◆ **Goal of the exercise**
Reproduce each of the lines below word for word, leaving nothing out and changing nothing.

--- Start of Input ---

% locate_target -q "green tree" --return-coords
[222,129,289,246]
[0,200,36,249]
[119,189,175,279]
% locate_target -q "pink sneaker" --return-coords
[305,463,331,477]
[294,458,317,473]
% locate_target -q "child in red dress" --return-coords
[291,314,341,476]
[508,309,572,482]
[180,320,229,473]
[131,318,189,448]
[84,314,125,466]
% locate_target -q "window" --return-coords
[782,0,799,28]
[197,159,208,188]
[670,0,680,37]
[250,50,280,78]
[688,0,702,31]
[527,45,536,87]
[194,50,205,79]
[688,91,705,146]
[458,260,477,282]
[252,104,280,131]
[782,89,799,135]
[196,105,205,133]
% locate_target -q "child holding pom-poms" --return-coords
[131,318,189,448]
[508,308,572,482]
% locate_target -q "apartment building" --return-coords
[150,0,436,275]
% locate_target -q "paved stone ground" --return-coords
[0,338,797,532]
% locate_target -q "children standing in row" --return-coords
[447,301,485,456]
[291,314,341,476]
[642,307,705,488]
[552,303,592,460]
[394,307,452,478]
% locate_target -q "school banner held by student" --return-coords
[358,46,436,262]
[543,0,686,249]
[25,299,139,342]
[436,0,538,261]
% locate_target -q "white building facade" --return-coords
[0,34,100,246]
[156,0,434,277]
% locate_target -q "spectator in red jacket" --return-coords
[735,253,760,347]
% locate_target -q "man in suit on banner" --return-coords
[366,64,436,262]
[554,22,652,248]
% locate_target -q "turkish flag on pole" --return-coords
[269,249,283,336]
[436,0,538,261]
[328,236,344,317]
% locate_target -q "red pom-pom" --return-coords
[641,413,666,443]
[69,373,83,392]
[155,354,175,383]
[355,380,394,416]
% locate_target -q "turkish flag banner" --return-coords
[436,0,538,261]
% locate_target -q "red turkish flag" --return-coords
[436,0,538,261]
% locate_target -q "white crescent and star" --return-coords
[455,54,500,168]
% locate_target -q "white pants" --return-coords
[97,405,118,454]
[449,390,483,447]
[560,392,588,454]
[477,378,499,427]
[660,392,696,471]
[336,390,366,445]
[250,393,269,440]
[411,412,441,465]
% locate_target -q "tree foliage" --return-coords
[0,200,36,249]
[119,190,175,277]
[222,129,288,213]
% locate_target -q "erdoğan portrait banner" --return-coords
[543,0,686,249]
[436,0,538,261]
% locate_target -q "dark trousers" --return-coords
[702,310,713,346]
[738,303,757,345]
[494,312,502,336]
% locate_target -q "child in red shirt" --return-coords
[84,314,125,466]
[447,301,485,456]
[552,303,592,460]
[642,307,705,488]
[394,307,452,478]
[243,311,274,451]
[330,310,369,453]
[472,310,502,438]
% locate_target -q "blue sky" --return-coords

--- End of Input ---

◆ **Correct result**
% locate_target -q "green tree" --return-coords
[222,129,289,246]
[0,200,36,249]
[119,189,175,279]
% locate_target -q "pink sneaker" --return-coords
[305,463,331,477]
[294,458,317,473]
% locate_target -q "child in red dress" --return-coords
[291,314,341,476]
[508,309,572,482]
[180,320,229,473]
[131,318,189,448]
[84,314,125,466]
% locate_target -q "window" --return-coords
[782,0,799,28]
[197,159,208,188]
[670,0,680,37]
[250,50,280,78]
[688,0,702,31]
[527,45,536,87]
[194,50,205,79]
[688,91,705,146]
[458,260,477,282]
[252,104,280,131]
[782,89,799,135]
[196,105,205,133]
% locate_target -q "child holding pom-poms" --return-coords
[131,318,189,448]
[508,308,572,482]
% locate_target -q "apartment building" --return-coords
[150,0,436,275]
% locate_target -q "paved stone ground" --return-coords
[0,338,797,532]
% locate_target -q "children standing in row" --return-coords
[447,301,485,456]
[291,314,341,476]
[642,307,705,488]
[552,303,592,460]
[394,307,452,478]
% locate_target -q "school banner held by student" --return-coords
[358,46,436,262]
[543,0,686,249]
[25,299,139,342]
[436,0,538,261]
% locate_target -q "white building facade" --return-coords
[0,34,100,246]
[156,0,434,277]
% locate_target -q "spectator in red jacket" --return-coords
[735,253,760,347]
% locate_target -q "man in suit on banner" --return-coords
[366,64,436,262]
[554,22,652,248]
% locate_target -q "turkish flag on pole" --return-coords
[269,249,283,336]
[436,0,538,261]
[328,236,344,317]
% locate_target -q "red pom-pom" --return-coords
[641,413,666,443]
[69,373,83,392]
[155,354,175,383]
[355,380,394,416]
% locate_target -q "turkish flag banner" --return-coords
[436,0,538,261]
% locate_target -q "red turkish flag" --return-coords
[436,0,538,261]
% locate_target -q "white crescent and star" --return-coords
[455,54,500,168]
% locate_target -q "white pants" --return-coords
[97,405,118,454]
[449,390,483,447]
[560,392,588,454]
[477,378,499,427]
[660,392,696,471]
[336,390,366,445]
[250,393,269,440]
[411,412,441,465]
% locate_target -q "tree foliage" --return-coords
[0,200,36,249]
[119,190,175,277]
[222,129,288,213]
% locate_target -q "erdoğan portrait banner" --return-coords
[543,0,686,249]
[436,0,538,261]
% locate_target -q "dark trousers" --return-coords
[702,310,713,346]
[738,303,757,345]
[494,312,502,336]
% locate_target -q "child in red shirt" --return-coords
[84,314,125,466]
[447,301,485,456]
[552,303,592,460]
[642,307,705,488]
[394,307,452,478]
[243,311,274,451]
[330,310,369,453]
[472,310,502,438]
% locate_target -q "blue sky" --return-coords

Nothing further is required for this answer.